本文.
ダライ・ラマ14世は「自分がかわる」というテーマの中で以下を説いている。
「私の修行の中核となるのは、相互依存性のもっとも微細なレベルに集中した「空性」の瞑想である。→曼荼羅を使って自分自身を次々と本尊の姿として観想する。→感覚的な意識が伝える情報に煩わされることのないレベルに心を集中する。→直観的な認識の訓練」
「死について考えること。→死を人生のごく普通の一過程として受け入れている。→死とは着古してくたびれた服をぬぐようなものだと考える。→死の瞬間にこそ、このうえなく深く有益な経験ができる。→修行を積んで高い境地に達した偉大な師たちが、瞑想しながらこの世を去るのはこのためである。→私は日に六回死について瞑想している。」
「私は、菩薩の理想と呼ばれるものに従い生きている。→この上ない智をそなえ、限りない慈悲を実践したいと熱望するのが菩薩である。」(注3)

提供データ.
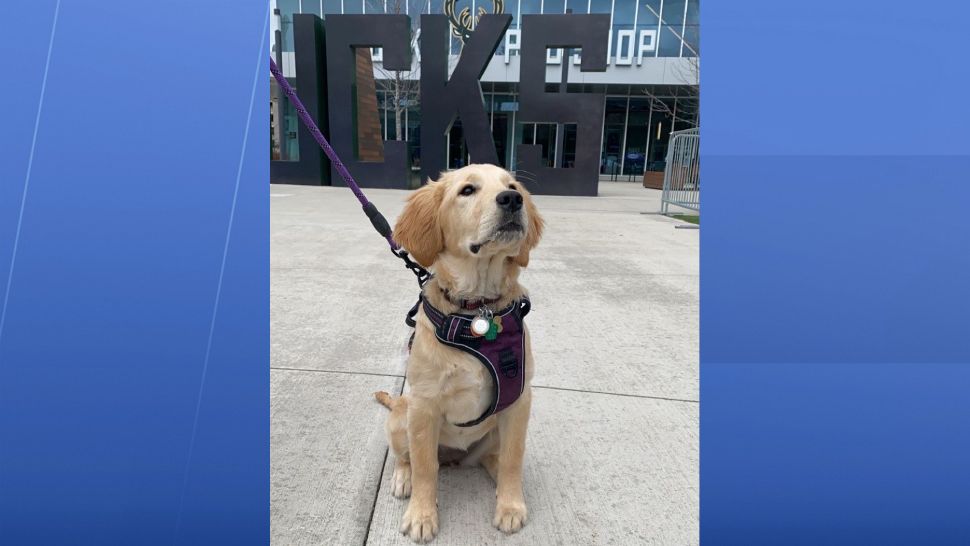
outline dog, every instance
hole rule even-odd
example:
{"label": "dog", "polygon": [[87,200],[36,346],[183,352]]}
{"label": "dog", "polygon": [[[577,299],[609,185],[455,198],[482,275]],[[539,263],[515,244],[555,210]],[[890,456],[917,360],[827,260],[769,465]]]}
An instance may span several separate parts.
{"label": "dog", "polygon": [[[411,389],[400,397],[375,393],[391,410],[385,424],[395,457],[391,492],[410,497],[400,531],[414,542],[438,533],[439,456],[446,449],[458,450],[462,465],[482,465],[495,481],[495,527],[514,533],[526,522],[522,460],[535,368],[521,321],[528,296],[518,278],[543,226],[526,188],[493,165],[429,181],[397,220],[395,241],[433,272],[408,359]],[[487,333],[475,331],[485,325]],[[458,348],[461,339],[472,348]],[[486,349],[499,346],[504,351],[492,351],[499,356],[486,365]]]}

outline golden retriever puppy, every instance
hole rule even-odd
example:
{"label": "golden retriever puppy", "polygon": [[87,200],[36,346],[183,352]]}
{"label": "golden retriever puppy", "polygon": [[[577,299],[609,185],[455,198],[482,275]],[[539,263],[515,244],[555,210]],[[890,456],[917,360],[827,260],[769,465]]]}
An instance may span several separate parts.
{"label": "golden retriever puppy", "polygon": [[522,528],[522,458],[534,371],[518,282],[543,221],[507,171],[469,165],[416,190],[395,240],[434,276],[424,286],[408,360],[407,396],[376,393],[391,409],[395,497],[411,497],[401,532],[415,542],[438,533],[439,451],[461,450],[495,480],[493,524]]}

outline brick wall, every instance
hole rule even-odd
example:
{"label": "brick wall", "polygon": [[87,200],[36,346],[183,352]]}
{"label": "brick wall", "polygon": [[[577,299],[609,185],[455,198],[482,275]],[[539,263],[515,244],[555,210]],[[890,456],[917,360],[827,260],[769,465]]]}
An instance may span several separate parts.
{"label": "brick wall", "polygon": [[357,158],[361,161],[384,161],[384,138],[378,117],[374,65],[370,48],[358,47],[357,53]]}

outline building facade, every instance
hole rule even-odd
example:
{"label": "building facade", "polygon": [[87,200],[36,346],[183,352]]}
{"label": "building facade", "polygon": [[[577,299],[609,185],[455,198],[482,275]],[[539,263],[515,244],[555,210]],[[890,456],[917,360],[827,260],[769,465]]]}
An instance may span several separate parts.
{"label": "building facade", "polygon": [[[374,131],[379,131],[384,140],[406,141],[411,168],[415,172],[421,161],[418,92],[421,14],[449,17],[452,67],[461,54],[464,39],[474,32],[479,16],[488,13],[512,16],[503,41],[481,77],[496,151],[500,163],[506,168],[515,169],[516,150],[520,144],[540,145],[542,161],[549,167],[569,167],[575,151],[575,125],[522,123],[516,119],[523,15],[610,15],[605,72],[580,72],[582,51],[550,49],[546,59],[549,91],[561,89],[558,86],[565,73],[567,92],[605,95],[601,177],[639,179],[645,171],[662,171],[670,132],[696,127],[699,123],[699,0],[273,0],[271,4],[274,14],[270,38],[274,43],[274,56],[281,61],[283,73],[291,83],[297,81],[298,64],[294,54],[295,14],[309,13],[324,21],[330,14],[410,16],[412,69],[384,70],[380,49],[371,51],[371,65],[380,122],[380,128],[375,126]],[[272,80],[271,88],[272,159],[299,162],[299,120],[285,97],[280,97]],[[460,119],[454,123],[448,137],[448,168],[467,164],[469,157]],[[306,150],[304,147],[304,153]],[[321,183],[325,183],[325,179],[324,176]]]}

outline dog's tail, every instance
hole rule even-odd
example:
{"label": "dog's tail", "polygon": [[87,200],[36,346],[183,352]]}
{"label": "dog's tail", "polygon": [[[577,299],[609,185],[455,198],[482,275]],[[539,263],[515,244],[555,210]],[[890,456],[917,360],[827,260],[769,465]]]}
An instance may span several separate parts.
{"label": "dog's tail", "polygon": [[376,398],[377,401],[380,402],[381,405],[384,406],[385,408],[389,410],[394,409],[394,401],[396,399],[390,394],[387,394],[384,391],[377,391],[374,393],[374,398]]}

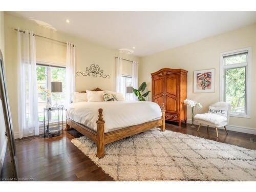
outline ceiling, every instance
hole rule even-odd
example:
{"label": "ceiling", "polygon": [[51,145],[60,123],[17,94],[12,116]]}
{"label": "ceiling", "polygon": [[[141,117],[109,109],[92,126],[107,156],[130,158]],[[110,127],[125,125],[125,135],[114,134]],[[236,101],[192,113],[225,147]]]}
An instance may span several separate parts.
{"label": "ceiling", "polygon": [[[58,31],[144,56],[256,23],[256,12],[15,11]],[[69,23],[66,19],[70,20]]]}

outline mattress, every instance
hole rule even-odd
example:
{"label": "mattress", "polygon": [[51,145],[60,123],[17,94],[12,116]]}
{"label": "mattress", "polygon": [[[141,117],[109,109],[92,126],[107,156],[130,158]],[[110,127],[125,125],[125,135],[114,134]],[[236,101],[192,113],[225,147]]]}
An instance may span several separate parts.
{"label": "mattress", "polygon": [[159,106],[150,101],[79,102],[71,103],[67,116],[74,121],[97,131],[98,109],[103,109],[104,132],[160,119]]}

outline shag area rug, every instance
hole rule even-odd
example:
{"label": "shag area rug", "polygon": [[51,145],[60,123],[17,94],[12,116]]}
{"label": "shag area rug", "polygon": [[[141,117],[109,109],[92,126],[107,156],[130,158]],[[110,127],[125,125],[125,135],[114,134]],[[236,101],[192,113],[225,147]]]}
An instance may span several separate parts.
{"label": "shag area rug", "polygon": [[71,142],[116,181],[256,181],[256,150],[154,129],[105,146]]}

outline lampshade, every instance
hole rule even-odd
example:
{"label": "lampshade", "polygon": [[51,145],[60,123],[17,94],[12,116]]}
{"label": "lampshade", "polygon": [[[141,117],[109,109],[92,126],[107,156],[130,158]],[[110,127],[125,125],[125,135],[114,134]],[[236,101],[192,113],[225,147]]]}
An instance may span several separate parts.
{"label": "lampshade", "polygon": [[62,92],[62,82],[53,81],[51,82],[51,91],[52,92]]}
{"label": "lampshade", "polygon": [[126,93],[133,93],[133,87],[126,87]]}

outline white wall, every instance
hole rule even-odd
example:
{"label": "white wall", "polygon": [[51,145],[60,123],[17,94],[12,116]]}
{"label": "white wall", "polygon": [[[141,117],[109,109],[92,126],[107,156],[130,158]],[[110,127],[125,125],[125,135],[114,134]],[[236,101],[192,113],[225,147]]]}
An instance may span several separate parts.
{"label": "white wall", "polygon": [[[145,81],[151,89],[151,73],[163,68],[182,68],[188,71],[187,98],[203,104],[196,113],[206,113],[208,105],[219,100],[220,54],[221,52],[251,47],[252,50],[251,69],[251,102],[250,118],[231,117],[230,124],[256,130],[256,24],[247,26],[218,36],[174,49],[154,54],[141,58],[139,70],[140,83]],[[214,68],[216,86],[214,93],[193,93],[193,71]],[[150,96],[150,100],[151,99]],[[191,112],[187,108],[187,118],[191,119]]]}
{"label": "white wall", "polygon": [[[103,90],[115,90],[115,59],[117,56],[139,61],[131,55],[119,55],[118,51],[92,43],[86,39],[54,31],[36,25],[33,22],[5,13],[5,51],[7,81],[14,132],[18,131],[17,95],[17,32],[14,28],[33,30],[38,35],[60,41],[73,42],[76,45],[76,71],[84,71],[92,63],[99,65],[104,73],[111,78],[94,78],[76,76],[77,91],[99,87]],[[65,44],[36,38],[36,59],[38,61],[65,63],[66,48]]]}
{"label": "white wall", "polygon": [[[3,57],[5,59],[5,33],[4,12],[0,11],[0,49],[2,52]],[[1,101],[0,101],[0,102]],[[2,106],[2,103],[0,103]],[[3,108],[0,107],[0,114],[3,113]],[[0,116],[0,170],[3,165],[4,158],[6,149],[7,139],[5,135],[5,127],[4,117]]]}

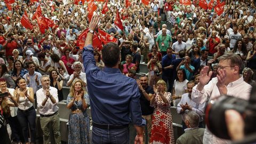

作業指示 1.
本文に基づき、次の問いに答えよ。
(a) 修行の中核となるのは、どのような瞑想か。
(b) 死についての瞑想を一日に何回行っているか。
(c) 死を何のようなものだと考えているか。
作業指示 2. ダライ・ラマ14世の教えを紹介した本文を、最後の一文の後から書き継げ。

解答 1.
(a) 相互依存性のもっとも微細なレベルに集中した「空性」の瞑想
(b) 六回
(c) 着古してくたびれた服をぬぐようなもの

解答 2.
合理主義、資本主義(拝金主義)、科学第一主義が主流である現在において、大多数の人間は「死」について深く思うことを停止し(忙がしくて考える暇がない)もしくは、敢て死に関して思惟することを避けている。(今年30年勤務した会社を辞め、今後僧侶として生きていくのにあたり、頻繁な飲み会の席で、あなたの生きている意味は何ですか?死についてどう考えていますか?という質問を多数おこなった結果より)というよりも、戦後日本の体制が教育を通し「死」について考えさせないような状況に追い込んでしまったのではないだろうか(政教分離)。病院のベットの上で死をむかえる間際になって初めて目を開き、死んだらどうなるのか。生きている間にあれをすべきであった。若くして、寿命を終える方は何で私が死ななくてならないのか。等々真面目に思惟するのではないだろうか。
著者は言う。四国を巡る遍路は一体何を見ているのだろうか。多数の遍路が人には見えない何かを得て帰って行く。日常風景では見えない何らかの仕掛けが遍路の景観にあるのではないかと考えた。「人の人生」はすなわち「人の死」の問題を抜きに考えられない。「自分の生」の問題は、対局にある「自分の死」を意識しなければその性質が浮き彫りにならない。遍路が「死」の感覚を思い起こしながらも、「生」の問題を頭に置いて遍歴する。遍歴の途次にある「景観」は一体遍路にどういう思考の背景を提供するのだろうか。それが果たして「死」の香りがするものなのだろうか。
また、遍路を理解するのに、二つの方法を考えた。一つは宗教の立場である。曼荼羅のように仏教世界の地図を四国遍路の寺院に想定して、仏教倫理として考える立場であり、もう一方は、教理とは離れたところにある庶民感覚で遍路をとらえる立場である。ここでは主に後者の立場で遍路の持つ特徴を考える。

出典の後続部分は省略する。